Exercise description: Return the entries that follow exactly, with no images.

Images for object localization:
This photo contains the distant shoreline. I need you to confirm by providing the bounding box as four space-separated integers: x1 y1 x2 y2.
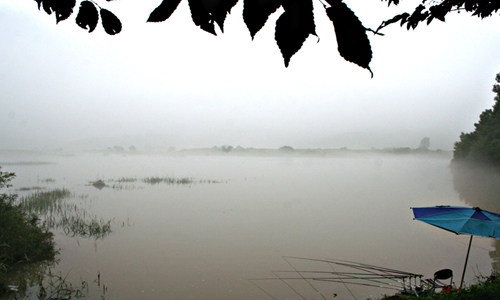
0 147 453 159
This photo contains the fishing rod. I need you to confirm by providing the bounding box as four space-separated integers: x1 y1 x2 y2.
282 256 328 300
284 256 418 276
250 256 422 299
283 256 421 287
254 276 404 290
273 270 415 279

Answer below:
This photo contains the distant shoreline. I need you to confirm by providing the bounding box as four space-separated integers: x1 y1 x2 y2.
0 147 453 159
This photo contains the fishing rod. I need you to confirm by providing the bounding box as four space-separated integers: x1 y1 x2 y2.
282 256 328 300
284 256 418 276
250 256 422 299
283 256 421 287
254 276 404 290
273 270 415 279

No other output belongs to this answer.